*TEXT PASSAGE*:
<<<<

Reflections of a Data Scientist: (R) The Kolmogorov-Smirnov Test & The Wald Wolfowitz Test (SPSS)

The Kolmogorov-Smirnov Test, and The Wald Wolfowitz Tests are two very similar tests, in that, they are both utilized to make inferences pertaining to the distributions of sample data. Additionally, both methods can be employed to analyze either a single data set, or two separated independent sets.

The Wald Wolfowitz Test

A method for analyzing a single data set in order to determine whether the elements within the data set were sampled independently.

Hypothesis Format:

H0: Each element in the sequence is independently drawn from the same distribution. (The elements share a common distribution).

HA: Each element in the sequence is not independently drawn from the same distribution. (The elements do not share a common distribution).

The Wald Wolfowitz Test (2-Sample)

A method for analyzing two separate sets of data in order to determine whether they originate from similar distributions.

Hypothesis Format:

H0: The two samples were drawn from the same population.

HA: The two samples were not drawn from the same population.

The Kolmogorov-Smirnov Test (Lilliefors Test Variant)

A method for analyzing a single data set in order to determine whether the data was sampled from a normally distributed population.

Hypothesis Format:

H0: The data conforms to a normal probability distribution.

HA: The data does not conform to a normal probability distribution.

The Kolmogorov-Smirnov Test (2-Sample)

A method for analyzing two separate sets of data in order to determine whether they originate from similar distributions.

>>>>

*PARTS OF THE EXERCISE*:
**A)** Gather every line of the rows below that contains the word "hillside".
**B)** Write the next part of the passage above on the Kolmogorov-Smirnov and Wald Wolfowitz tests, picking up after its last sentence.

*DATA TO USE*:
<<<<

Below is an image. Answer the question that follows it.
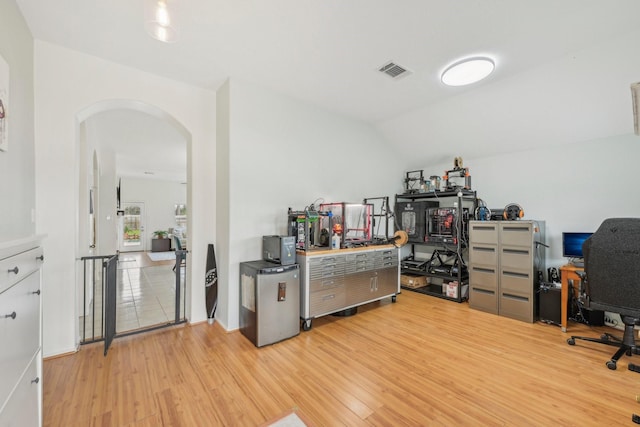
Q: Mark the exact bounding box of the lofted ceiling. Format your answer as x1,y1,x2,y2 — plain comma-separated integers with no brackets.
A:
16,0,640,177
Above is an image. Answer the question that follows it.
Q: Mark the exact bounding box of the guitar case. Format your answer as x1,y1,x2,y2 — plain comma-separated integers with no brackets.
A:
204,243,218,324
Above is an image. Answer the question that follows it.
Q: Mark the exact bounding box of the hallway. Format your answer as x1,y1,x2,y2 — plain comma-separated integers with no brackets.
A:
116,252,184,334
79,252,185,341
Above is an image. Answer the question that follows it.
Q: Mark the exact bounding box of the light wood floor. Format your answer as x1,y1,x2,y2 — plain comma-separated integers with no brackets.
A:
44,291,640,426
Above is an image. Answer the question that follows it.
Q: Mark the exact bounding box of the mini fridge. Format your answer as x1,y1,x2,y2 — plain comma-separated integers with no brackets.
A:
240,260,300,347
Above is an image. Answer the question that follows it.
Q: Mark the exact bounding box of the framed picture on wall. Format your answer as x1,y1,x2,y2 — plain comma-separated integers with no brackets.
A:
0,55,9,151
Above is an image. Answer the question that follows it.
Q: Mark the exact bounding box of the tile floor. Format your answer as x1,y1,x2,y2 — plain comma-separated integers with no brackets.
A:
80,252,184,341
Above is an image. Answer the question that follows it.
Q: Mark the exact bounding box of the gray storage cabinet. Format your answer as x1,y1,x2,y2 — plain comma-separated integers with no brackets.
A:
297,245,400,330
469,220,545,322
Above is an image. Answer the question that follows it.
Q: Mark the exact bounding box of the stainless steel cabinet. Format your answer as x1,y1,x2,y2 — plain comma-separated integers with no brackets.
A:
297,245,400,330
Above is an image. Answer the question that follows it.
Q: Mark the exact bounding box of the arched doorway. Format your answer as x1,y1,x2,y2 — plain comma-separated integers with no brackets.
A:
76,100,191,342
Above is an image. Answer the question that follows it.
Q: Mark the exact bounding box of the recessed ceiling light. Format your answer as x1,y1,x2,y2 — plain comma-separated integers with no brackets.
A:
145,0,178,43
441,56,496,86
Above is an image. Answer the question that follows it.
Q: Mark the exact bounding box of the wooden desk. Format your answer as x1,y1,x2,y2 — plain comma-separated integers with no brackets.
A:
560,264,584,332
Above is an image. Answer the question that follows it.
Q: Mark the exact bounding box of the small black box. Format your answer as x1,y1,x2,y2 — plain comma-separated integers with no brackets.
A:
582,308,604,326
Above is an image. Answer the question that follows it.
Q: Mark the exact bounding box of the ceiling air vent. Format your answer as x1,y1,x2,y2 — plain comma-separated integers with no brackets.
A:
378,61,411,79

>>>>
<<<<

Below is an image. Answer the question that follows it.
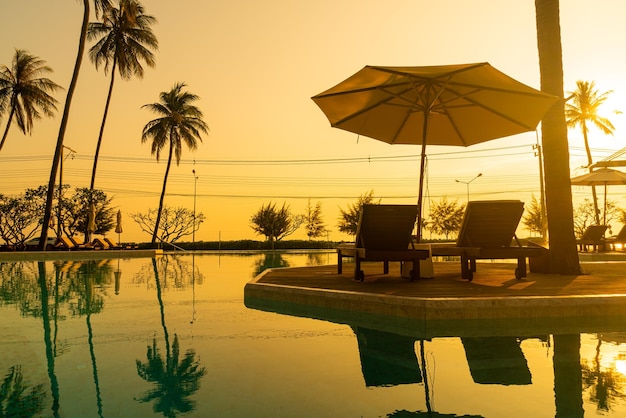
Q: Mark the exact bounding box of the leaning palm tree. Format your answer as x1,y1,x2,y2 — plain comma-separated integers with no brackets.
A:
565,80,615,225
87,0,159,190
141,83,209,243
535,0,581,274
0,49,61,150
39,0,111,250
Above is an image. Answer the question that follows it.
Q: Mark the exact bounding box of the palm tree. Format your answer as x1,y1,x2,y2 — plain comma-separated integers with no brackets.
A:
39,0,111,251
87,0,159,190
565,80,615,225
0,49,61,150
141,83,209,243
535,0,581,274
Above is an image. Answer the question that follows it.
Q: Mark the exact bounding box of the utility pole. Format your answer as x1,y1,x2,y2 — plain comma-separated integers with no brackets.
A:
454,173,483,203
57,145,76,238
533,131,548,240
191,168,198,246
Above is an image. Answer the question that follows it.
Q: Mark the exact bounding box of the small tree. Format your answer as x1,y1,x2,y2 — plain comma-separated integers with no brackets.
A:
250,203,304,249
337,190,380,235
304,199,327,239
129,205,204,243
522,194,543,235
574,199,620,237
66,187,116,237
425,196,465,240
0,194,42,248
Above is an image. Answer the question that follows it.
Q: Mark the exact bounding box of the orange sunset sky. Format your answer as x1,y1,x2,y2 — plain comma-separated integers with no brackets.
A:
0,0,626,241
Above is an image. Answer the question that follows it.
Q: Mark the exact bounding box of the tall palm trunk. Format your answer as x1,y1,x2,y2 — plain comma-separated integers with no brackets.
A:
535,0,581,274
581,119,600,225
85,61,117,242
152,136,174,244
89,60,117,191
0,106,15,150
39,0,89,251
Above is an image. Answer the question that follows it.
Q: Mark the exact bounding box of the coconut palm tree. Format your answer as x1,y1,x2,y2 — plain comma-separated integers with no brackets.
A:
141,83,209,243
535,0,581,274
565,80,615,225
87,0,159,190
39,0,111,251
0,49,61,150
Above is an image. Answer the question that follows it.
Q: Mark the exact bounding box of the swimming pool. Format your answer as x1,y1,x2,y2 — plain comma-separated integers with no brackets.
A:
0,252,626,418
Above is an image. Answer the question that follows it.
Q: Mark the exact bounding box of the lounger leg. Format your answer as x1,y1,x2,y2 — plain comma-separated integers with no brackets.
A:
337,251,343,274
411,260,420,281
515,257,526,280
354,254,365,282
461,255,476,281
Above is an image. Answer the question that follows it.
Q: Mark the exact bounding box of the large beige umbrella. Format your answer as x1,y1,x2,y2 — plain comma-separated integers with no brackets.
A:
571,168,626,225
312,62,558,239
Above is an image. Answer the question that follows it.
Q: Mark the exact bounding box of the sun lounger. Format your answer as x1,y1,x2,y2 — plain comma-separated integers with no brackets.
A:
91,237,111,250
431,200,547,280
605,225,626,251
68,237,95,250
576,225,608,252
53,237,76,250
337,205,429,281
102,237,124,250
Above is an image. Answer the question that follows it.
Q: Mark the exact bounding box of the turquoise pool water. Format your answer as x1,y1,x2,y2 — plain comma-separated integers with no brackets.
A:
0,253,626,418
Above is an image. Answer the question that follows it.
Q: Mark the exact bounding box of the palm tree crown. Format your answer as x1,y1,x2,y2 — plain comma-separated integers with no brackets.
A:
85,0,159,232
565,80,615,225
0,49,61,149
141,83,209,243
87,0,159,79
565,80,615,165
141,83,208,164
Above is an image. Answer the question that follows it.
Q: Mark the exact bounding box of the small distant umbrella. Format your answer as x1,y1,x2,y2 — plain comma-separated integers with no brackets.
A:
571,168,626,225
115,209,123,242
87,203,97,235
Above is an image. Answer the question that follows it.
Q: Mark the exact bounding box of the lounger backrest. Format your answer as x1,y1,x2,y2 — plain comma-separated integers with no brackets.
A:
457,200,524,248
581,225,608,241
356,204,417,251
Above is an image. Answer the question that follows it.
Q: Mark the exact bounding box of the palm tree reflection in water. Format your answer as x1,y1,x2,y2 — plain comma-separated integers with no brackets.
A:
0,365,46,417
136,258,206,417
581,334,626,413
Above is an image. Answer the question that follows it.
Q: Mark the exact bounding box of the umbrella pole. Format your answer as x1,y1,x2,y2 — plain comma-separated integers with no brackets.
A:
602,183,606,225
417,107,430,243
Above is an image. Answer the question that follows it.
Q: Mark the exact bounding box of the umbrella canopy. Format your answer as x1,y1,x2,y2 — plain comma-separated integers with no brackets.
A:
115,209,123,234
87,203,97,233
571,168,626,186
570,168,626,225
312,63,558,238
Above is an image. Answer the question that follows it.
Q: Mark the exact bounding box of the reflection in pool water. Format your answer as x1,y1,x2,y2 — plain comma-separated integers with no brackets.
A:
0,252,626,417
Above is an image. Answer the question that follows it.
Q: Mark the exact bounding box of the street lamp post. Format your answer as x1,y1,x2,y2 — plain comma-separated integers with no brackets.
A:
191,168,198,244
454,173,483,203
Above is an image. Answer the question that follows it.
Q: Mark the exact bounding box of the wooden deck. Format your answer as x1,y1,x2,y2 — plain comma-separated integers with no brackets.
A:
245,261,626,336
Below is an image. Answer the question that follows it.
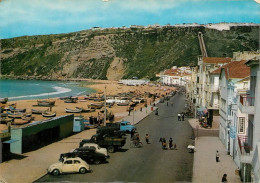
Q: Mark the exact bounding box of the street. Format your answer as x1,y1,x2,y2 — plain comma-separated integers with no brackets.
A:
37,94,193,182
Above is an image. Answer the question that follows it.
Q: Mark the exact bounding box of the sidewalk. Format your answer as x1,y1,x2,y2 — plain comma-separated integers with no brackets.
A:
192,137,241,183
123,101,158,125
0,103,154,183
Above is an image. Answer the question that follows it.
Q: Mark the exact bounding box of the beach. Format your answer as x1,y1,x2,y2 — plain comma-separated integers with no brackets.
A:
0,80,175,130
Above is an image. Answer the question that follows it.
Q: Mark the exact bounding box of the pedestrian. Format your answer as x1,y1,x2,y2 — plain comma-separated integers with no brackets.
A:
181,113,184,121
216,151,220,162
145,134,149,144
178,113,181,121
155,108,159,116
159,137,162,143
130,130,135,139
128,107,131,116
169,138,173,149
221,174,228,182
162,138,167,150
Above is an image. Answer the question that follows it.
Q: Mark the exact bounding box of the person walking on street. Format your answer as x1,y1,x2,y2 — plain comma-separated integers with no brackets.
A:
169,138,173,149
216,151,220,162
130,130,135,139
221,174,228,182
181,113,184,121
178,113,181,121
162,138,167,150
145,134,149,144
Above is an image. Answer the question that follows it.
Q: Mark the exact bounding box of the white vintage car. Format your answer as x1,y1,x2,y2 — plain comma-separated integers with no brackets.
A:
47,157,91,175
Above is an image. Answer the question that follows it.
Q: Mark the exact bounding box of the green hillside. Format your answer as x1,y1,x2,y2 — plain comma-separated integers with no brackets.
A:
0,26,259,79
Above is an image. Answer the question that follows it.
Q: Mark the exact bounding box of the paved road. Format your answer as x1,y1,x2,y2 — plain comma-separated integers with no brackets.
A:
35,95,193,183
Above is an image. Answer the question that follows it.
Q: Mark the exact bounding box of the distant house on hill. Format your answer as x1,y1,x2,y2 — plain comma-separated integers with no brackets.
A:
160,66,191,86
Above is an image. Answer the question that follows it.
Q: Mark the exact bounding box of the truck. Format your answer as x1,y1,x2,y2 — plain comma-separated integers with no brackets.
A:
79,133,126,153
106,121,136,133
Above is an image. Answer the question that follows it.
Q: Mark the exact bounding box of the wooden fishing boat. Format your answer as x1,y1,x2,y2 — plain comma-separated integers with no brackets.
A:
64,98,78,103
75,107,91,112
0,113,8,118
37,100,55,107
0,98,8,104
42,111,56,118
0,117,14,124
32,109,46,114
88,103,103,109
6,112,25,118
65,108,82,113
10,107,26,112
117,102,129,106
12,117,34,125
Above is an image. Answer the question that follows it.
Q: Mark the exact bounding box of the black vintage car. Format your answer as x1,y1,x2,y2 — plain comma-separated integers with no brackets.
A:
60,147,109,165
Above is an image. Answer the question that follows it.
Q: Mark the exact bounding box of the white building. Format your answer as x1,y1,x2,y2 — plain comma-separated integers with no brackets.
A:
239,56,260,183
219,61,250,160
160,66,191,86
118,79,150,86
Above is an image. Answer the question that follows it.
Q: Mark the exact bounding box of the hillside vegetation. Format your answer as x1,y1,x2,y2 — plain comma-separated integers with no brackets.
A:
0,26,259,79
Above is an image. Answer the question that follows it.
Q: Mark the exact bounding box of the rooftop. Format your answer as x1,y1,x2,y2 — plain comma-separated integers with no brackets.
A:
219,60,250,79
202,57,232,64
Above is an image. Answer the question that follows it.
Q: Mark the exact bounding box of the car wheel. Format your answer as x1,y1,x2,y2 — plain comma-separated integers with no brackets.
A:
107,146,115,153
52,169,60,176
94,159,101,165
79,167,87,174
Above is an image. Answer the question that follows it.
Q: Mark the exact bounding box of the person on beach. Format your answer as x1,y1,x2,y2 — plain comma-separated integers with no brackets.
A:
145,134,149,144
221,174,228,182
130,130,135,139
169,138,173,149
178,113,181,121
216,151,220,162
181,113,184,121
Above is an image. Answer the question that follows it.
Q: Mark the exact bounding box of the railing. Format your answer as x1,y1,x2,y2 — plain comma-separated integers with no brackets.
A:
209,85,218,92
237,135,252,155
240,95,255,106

>>>>

*EXPECTED OUTPUTS*:
**A)**
Q: Mark the exact bounding box of the green hillside. Format your answer as x1,y1,x2,y2 — plain comma-separated integers with no brackets.
Q: Mark the exact bounding box of the hillside vegetation. Format your answer as x1,y1,x2,y2 — plain comma-separated integers with no brackets.

**B)**
Hypothesis Format:

H0: The two samples were drawn from the same population.

HA: The two samples were not drawn from the same population.

In almost all cases, given the robustness of the test, Kolmogorov-Smirnov is the preferred alternative to The Wald Wolfowitz Test. If one sample is significantly greater than the other in observational size, then the model accuracy could be potentially impacted.

WARNING – PRIOR TO UTILIZNG ANY OF THE FOLLOWING TESTS, PLEASE READ EACH EXAMPLE THOROUGHLY!!!!!

Example - The Wald Wolfowitz Test (2-Sample) / The Kolmogorov-Smirnov Test (2-Sample)

Below is our sample data set:

It is important to note, that SPSS will not perform this analysis unless the data variable that you are utilizing is set to “Nominal”, and the group variable that you utilizing is set to “Ordinal”.

If this is the case, you can proceed by selecting “Nonparametric Tests” from the “Analyze” menu, followed by “Independent Samples”.

This should case the following menu to populate. From the “Fields” tab, use the center middle arrow to select “VarA” as the “Test Fields” variable. Then, use the bottom middle arrow to designate “Group” as the “Groups” variable.

After completing the prior task, from the “Settings” tab, select the option “Customize tests”, then check the boxes adjacent to the options “Kolmogorov-Smirnov (2 samples)” and “Test sequence for randomness (Wald-Wolfowitz for 2 samples)”. Once these selections have been made, click “Run” to proceed.

This should produce the following output:

The results of both tests are displayed, and included with such, are the null hypothesizes which are implicit within each methodology.

In both cases, two independent data sets are being assessed to determine as to whether or not they originate from the same distribution. Insinuated within this conclusion, is the understanding that if they both do indeed originate from the same distribution, than both data sets may be samples which originate from the same population as well.

Given the significance of both tests, we can conclude that this is likely the case.

We will not reject the null hypothesis, and therefore we can conclude, that at a 95% confidence interval, that the two samples were drawn from the same population.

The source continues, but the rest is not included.